Start Data shown

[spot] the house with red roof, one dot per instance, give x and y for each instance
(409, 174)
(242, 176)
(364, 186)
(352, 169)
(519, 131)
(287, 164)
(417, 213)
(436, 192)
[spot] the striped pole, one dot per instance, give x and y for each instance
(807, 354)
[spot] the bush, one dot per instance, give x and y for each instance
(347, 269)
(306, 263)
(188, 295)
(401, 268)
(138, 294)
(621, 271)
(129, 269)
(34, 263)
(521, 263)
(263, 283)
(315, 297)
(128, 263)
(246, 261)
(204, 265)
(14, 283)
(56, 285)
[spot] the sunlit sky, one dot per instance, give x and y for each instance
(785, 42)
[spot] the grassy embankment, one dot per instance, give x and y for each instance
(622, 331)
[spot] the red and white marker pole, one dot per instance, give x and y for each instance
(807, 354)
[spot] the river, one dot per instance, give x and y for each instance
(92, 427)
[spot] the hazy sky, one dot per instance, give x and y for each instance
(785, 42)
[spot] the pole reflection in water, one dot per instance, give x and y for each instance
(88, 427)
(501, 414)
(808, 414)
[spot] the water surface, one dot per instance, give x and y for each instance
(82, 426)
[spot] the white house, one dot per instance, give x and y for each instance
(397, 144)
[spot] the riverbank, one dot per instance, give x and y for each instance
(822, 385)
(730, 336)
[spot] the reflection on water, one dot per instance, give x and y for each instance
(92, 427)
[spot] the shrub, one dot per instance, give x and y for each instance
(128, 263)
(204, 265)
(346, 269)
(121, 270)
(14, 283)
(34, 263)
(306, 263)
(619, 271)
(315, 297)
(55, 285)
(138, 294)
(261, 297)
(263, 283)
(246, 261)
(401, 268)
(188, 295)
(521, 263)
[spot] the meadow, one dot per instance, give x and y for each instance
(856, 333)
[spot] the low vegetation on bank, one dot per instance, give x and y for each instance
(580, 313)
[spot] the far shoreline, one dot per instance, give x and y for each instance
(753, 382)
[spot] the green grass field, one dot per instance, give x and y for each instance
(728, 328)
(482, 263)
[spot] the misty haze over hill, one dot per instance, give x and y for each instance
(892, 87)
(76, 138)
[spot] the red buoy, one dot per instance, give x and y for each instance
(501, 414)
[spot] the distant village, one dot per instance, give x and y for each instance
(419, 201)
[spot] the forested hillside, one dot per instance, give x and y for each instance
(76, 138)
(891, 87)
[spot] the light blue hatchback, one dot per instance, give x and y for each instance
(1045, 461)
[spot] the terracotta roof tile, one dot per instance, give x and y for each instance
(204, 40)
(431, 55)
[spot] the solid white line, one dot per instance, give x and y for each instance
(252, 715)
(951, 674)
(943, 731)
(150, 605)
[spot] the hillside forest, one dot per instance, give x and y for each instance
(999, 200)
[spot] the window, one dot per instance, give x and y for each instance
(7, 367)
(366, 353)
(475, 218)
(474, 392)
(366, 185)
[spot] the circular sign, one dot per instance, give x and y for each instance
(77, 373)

End Data shown

● Task instructions: Render the records above as a Markdown table with the columns "Row" and "Entry", giving each line its row number and leaving out blank lines.

● Task answer:
| Row | Entry |
|---|---|
| 1 | [spot] the house with red roof, one dot per instance, give x and y for each instance |
| 2 | (409, 174) |
| 3 | (242, 176) |
| 4 | (364, 186) |
| 5 | (352, 169) |
| 6 | (519, 131) |
| 7 | (287, 164) |
| 8 | (417, 213) |
| 9 | (436, 192) |
| 10 | [spot] the striped pole, one dot per instance, give x and y for each instance |
| 11 | (807, 354) |
| 12 | [spot] the bush, one dot per instance, give x and y for each instance |
| 13 | (347, 269) |
| 14 | (306, 263) |
| 15 | (188, 295) |
| 16 | (401, 268) |
| 17 | (138, 294) |
| 18 | (621, 271) |
| 19 | (129, 269) |
| 20 | (34, 263) |
| 21 | (521, 263) |
| 22 | (263, 283) |
| 23 | (315, 297) |
| 24 | (128, 263) |
| 25 | (246, 261) |
| 26 | (204, 265) |
| 27 | (14, 283) |
| 28 | (56, 285) |
| 29 | [spot] the sunlit sky, one dot per instance, give x and y for each instance |
| 30 | (785, 42) |
| 31 | [spot] the grassy embankment, one dot per instance, give x and y for each instance |
| 32 | (622, 331) |
| 33 | [spot] the red and white marker pole, one dot per instance, give x and y for each instance |
| 34 | (807, 354) |
| 35 | [spot] the river, one dot per instance, give x and y for each instance |
| 36 | (92, 427) |
| 37 | [spot] the hazy sky, one dot per instance, give x and y for each instance |
| 38 | (785, 42) |
| 39 | [spot] the pole reflection in water, one dot per instance, give x and y for each instance |
| 40 | (88, 427) |
| 41 | (501, 414) |
| 42 | (808, 414) |
| 43 | [spot] the water surface, one dot per instance, give x and y for each instance |
| 44 | (82, 426) |
| 45 | [spot] the white house, one dot per instance, give x and y for each instance |
| 46 | (397, 144) |
| 47 | [spot] the riverbank, one dot per instance, give x and y for each instance |
| 48 | (822, 385) |
| 49 | (730, 336) |
| 50 | [spot] the reflection on water, one dot per instance, give x and y for each instance |
| 51 | (92, 427) |
| 52 | [spot] the shrub, one dot per instance, give x and y for each instance |
| 53 | (128, 263) |
| 54 | (204, 265) |
| 55 | (346, 269) |
| 56 | (121, 270) |
| 57 | (14, 283) |
| 58 | (34, 263) |
| 59 | (306, 263) |
| 60 | (619, 271) |
| 61 | (315, 297) |
| 62 | (55, 285) |
| 63 | (138, 294) |
| 64 | (261, 297) |
| 65 | (263, 283) |
| 66 | (246, 261) |
| 67 | (401, 268) |
| 68 | (188, 295) |
| 69 | (521, 263) |
| 70 | [spot] the meadow, one dot per instance, give x and y for each instance |
| 71 | (856, 333) |
| 72 | [spot] the low vegetation on bank, one dot per instance, give x and y for each instance |
| 73 | (580, 313) |
| 74 | [spot] the far shoreline, one dot per instance, give x and y for each instance |
| 75 | (753, 382) |
| 76 | [spot] the green grass field, one dot per instance, give x and y for each instance |
| 77 | (728, 328) |
| 78 | (482, 263) |
| 79 | [spot] the misty haze over hill, one dot per instance, give x and y for each instance |
| 80 | (892, 87) |
| 81 | (76, 138) |
| 82 | [spot] the red buoy, one dot per instance, give x and y for each instance |
| 83 | (501, 414) |
| 84 | [spot] the distant village, one dot per instance, give x and y for each instance |
| 85 | (419, 201) |
| 86 | [spot] the forested hillside, one dot per instance, give x and y for each instance |
| 87 | (76, 138) |
| 88 | (891, 87) |
| 89 | [spot] the light blue hatchback, one dot per instance, give x and y for each instance |
| 90 | (1045, 461) |
| 91 | [spot] the terracotta roof tile, one dot per instance, give x and y for each instance |
| 92 | (204, 40) |
| 93 | (431, 55) |
| 94 | [spot] the solid white line, one dot per instance, give x and y for each instance |
| 95 | (252, 715) |
| 96 | (951, 674) |
| 97 | (943, 731) |
| 98 | (150, 605) |
| 99 | [spot] the hillside forest, one dot per instance, give x and y for each instance |
| 100 | (999, 200) |
| 101 | [spot] the window, one dot per instance, give x and y for each instance |
| 102 | (7, 367) |
| 103 | (366, 353) |
| 104 | (475, 218) |
| 105 | (474, 392) |
| 106 | (366, 185) |
| 107 | [spot] the circular sign, one dot per instance, give x and y for each instance |
| 108 | (77, 373) |